┌─ DATA FOR THIS TASK

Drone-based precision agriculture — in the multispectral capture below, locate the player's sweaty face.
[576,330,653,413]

└─
┌─ DATA FOR THIS TASK

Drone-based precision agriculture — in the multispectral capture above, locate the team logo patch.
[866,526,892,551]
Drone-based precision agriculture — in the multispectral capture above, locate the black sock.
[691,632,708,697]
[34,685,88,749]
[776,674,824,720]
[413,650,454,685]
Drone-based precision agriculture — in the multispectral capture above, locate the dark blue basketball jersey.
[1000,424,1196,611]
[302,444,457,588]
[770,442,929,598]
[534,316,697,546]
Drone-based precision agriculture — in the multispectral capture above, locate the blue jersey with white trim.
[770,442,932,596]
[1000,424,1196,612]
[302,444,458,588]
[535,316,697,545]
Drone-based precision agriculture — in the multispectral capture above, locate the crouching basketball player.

└─
┌─ DATA FOR THIS TASK

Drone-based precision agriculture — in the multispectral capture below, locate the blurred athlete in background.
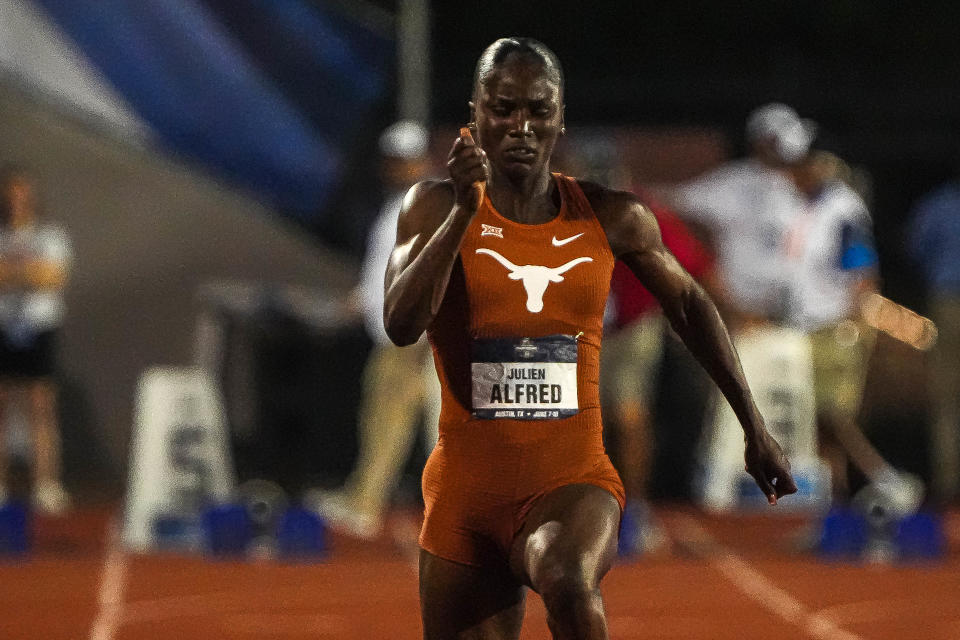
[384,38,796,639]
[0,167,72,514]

└─

Recast the material above, from the line containing "player's sweaty face." through the line containing "[576,330,653,413]", as a numbered list with blank lines omitted.

1. Drone-based precision agriculture — in the multispectral capture below, locate the player's sweaty face.
2. [576,330,653,413]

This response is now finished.